- Directions:
Give back the whole listing exactly as shown.

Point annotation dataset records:
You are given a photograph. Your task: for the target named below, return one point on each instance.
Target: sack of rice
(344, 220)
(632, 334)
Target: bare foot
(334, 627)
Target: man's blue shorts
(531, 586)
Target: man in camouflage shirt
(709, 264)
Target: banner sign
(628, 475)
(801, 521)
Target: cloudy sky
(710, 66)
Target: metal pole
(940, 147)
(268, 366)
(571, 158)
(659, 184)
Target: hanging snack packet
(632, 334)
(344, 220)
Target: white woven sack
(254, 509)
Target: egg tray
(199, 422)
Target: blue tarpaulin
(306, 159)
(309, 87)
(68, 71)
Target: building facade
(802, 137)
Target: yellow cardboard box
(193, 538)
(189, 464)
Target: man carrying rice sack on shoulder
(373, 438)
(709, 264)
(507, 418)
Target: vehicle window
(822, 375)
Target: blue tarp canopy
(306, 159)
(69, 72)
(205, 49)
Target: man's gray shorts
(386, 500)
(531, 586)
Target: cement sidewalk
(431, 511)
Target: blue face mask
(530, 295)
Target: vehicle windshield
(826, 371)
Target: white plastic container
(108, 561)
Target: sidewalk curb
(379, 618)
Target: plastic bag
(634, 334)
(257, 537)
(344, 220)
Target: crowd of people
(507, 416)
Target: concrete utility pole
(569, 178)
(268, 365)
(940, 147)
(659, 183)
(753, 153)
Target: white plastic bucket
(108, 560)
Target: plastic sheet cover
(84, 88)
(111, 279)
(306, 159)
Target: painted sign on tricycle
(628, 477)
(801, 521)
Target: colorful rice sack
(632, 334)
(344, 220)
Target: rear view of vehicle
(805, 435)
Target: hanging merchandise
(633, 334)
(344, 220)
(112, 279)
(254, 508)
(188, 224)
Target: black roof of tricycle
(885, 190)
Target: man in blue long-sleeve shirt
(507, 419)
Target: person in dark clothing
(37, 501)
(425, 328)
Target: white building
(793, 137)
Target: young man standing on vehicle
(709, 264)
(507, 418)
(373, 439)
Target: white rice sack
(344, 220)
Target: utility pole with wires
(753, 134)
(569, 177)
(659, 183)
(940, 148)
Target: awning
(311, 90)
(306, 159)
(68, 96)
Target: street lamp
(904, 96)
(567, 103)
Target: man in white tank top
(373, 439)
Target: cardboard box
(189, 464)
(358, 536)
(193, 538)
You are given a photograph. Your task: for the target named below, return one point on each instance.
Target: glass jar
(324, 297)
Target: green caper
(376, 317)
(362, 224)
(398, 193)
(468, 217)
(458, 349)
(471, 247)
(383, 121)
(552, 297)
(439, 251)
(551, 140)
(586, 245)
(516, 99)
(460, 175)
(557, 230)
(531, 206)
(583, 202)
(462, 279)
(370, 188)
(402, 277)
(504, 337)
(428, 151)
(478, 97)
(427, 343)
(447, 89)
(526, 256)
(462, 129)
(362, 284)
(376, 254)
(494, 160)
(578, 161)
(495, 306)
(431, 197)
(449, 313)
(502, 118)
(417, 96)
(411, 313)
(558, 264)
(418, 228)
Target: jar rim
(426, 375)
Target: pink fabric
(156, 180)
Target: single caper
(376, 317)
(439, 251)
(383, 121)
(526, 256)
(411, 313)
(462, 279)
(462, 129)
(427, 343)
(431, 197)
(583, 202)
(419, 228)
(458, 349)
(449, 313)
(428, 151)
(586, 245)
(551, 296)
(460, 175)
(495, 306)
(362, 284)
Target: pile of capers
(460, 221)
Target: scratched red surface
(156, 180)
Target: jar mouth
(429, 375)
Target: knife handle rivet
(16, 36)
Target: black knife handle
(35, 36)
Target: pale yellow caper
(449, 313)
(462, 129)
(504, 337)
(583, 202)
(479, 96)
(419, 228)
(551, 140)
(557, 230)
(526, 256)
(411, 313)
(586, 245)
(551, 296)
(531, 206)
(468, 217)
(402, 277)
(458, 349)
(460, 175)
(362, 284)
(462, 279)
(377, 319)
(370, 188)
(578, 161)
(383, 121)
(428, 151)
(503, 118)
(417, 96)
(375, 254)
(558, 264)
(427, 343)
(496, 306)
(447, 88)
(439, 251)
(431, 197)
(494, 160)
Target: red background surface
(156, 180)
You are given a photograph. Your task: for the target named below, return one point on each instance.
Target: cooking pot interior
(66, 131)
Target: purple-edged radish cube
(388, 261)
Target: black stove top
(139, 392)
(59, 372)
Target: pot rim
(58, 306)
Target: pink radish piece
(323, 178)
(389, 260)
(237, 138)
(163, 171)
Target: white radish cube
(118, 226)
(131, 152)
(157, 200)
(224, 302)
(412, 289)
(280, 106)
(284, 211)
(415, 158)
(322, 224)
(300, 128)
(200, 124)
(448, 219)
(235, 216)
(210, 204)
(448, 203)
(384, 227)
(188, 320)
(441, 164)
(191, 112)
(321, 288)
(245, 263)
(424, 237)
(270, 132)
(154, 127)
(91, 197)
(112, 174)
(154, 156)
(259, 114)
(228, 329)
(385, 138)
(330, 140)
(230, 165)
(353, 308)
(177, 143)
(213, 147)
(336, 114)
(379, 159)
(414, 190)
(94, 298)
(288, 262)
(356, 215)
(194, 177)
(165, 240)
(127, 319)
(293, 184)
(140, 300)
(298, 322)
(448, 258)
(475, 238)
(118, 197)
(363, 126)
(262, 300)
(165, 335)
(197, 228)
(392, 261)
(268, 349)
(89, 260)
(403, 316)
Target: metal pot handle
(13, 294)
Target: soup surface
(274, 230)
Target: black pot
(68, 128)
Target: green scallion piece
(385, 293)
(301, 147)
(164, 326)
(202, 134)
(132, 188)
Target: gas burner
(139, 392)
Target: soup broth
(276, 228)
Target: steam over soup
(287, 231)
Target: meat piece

- Result for this exercise:
You are given a photograph. Your task: for the target named below, return one point on each instance.
Target: sack of rice
(344, 220)
(632, 334)
Target: bare foot
(334, 627)
Target: man's blue shorts
(531, 586)
Target: man in camouflage shirt
(709, 264)
Target: banner sign
(628, 475)
(801, 521)
Target: cloudy sky
(710, 66)
Target: metal pole
(940, 147)
(268, 366)
(571, 158)
(659, 184)
Target: hanging snack packet
(632, 334)
(344, 220)
Target: white woven sack
(254, 509)
Target: egg tray
(199, 422)
Target: blue tarpaulin
(306, 159)
(309, 87)
(68, 71)
Target: building facade
(802, 137)
Target: yellow cardboard box
(193, 538)
(189, 464)
Target: man carrying rice sack on shoulder
(373, 438)
(709, 264)
(507, 418)
Target: vehicle window
(822, 375)
Target: blue tarp canopy
(306, 159)
(69, 72)
(205, 49)
Target: man's gray shorts
(386, 500)
(531, 586)
Target: cement sidewalk
(431, 511)
Target: blue face mask
(530, 295)
Target: vehicle windshield
(826, 371)
Target: white plastic container
(108, 561)
Target: sidewalk curb
(379, 618)
Target: plastic bag
(634, 334)
(257, 537)
(344, 220)
Target: crowd of people
(507, 416)
Target: concrete utility pole
(569, 178)
(268, 365)
(940, 147)
(659, 183)
(753, 153)
Target: white plastic bucket
(108, 560)
Target: plastic sheet cover
(84, 88)
(111, 279)
(306, 159)
Target: painted sign on tricycle
(628, 477)
(801, 521)
Target: colorful rice sack
(632, 334)
(344, 220)
Target: rear view of vehicle
(805, 435)
Target: hanging merchandise
(633, 334)
(344, 220)
(112, 279)
(254, 508)
(188, 224)
Target: black roof of tricycle
(885, 190)
Target: man in blue long-sleeve shirt
(507, 419)
Target: person in dark clothing
(37, 501)
(425, 328)
Target: white building
(793, 137)
Target: young man standing on vehicle
(709, 264)
(507, 418)
(373, 439)
Target: white rice sack
(344, 220)
Target: utility pole with wires
(753, 134)
(569, 177)
(659, 183)
(940, 148)
Target: awning
(311, 90)
(306, 159)
(68, 96)
Target: street lamp
(904, 96)
(567, 103)
Target: man in white tank top
(373, 439)
Target: cardboard box
(189, 464)
(358, 536)
(193, 538)
You are given a photograph. Your task: for the target named below, return one point on each instance.
Target: glass jar
(324, 297)
Target: green caper
(376, 317)
(362, 224)
(398, 193)
(468, 217)
(458, 349)
(471, 247)
(383, 121)
(552, 297)
(439, 251)
(551, 140)
(586, 245)
(516, 99)
(460, 175)
(557, 230)
(531, 206)
(583, 202)
(462, 279)
(370, 188)
(402, 277)
(504, 337)
(428, 151)
(478, 97)
(427, 343)
(447, 89)
(526, 256)
(462, 129)
(362, 284)
(376, 254)
(494, 160)
(578, 161)
(495, 306)
(431, 197)
(449, 313)
(502, 118)
(417, 96)
(411, 313)
(558, 264)
(418, 228)
Target: jar rim
(426, 375)
Target: pink fabric
(156, 180)
Target: single caper
(376, 317)
(439, 251)
(383, 121)
(526, 256)
(411, 313)
(462, 279)
(462, 129)
(427, 343)
(431, 197)
(583, 202)
(419, 228)
(458, 349)
(449, 313)
(428, 151)
(586, 245)
(551, 296)
(460, 175)
(495, 306)
(362, 284)
Target: pile of capers
(460, 221)
Target: scratched red surface
(156, 180)
Target: jar mouth
(429, 375)
Target: knife handle rivet
(16, 36)
Target: black knife handle
(35, 36)
Target: pale yellow caper
(449, 313)
(462, 129)
(504, 337)
(583, 202)
(479, 96)
(419, 228)
(551, 140)
(557, 230)
(526, 256)
(411, 313)
(586, 245)
(551, 296)
(531, 206)
(468, 217)
(402, 277)
(458, 349)
(460, 175)
(362, 284)
(462, 279)
(377, 319)
(370, 188)
(578, 161)
(383, 121)
(428, 151)
(503, 118)
(417, 96)
(375, 254)
(558, 264)
(427, 343)
(496, 306)
(447, 88)
(439, 251)
(431, 197)
(494, 160)
Target: red background surface
(156, 180)
You are given a photograph. Your task: for the target named below, return one point on each instance.
Target: cooking pot interior
(66, 131)
Target: purple-edged radish cube
(388, 261)
Target: black stove top
(139, 392)
(59, 372)
Target: pot rim
(58, 306)
Target: pink radish piece
(323, 178)
(389, 260)
(237, 138)
(163, 171)
Target: white radish cube
(118, 226)
(131, 152)
(157, 200)
(224, 302)
(412, 289)
(280, 106)
(284, 211)
(415, 158)
(322, 224)
(300, 128)
(200, 124)
(448, 219)
(235, 216)
(210, 204)
(448, 203)
(384, 227)
(188, 320)
(441, 164)
(191, 112)
(321, 288)
(245, 263)
(424, 237)
(270, 132)
(154, 127)
(91, 197)
(112, 174)
(154, 156)
(259, 114)
(228, 329)
(385, 138)
(330, 140)
(230, 165)
(353, 308)
(177, 143)
(213, 147)
(336, 114)
(379, 159)
(414, 190)
(94, 298)
(288, 262)
(356, 215)
(194, 177)
(165, 240)
(127, 319)
(293, 184)
(140, 300)
(298, 322)
(448, 258)
(475, 238)
(118, 197)
(363, 126)
(262, 300)
(165, 335)
(197, 228)
(392, 261)
(268, 349)
(89, 260)
(403, 316)
Target: metal pot handle
(13, 294)
Target: soup surface
(274, 230)
Target: black pot
(68, 128)
Target: green scallion piece
(385, 293)
(301, 147)
(164, 326)
(202, 134)
(132, 188)
Target: gas burner
(139, 392)
Target: soup broth
(276, 228)
Target: steam over soup
(287, 231)
Target: meat piece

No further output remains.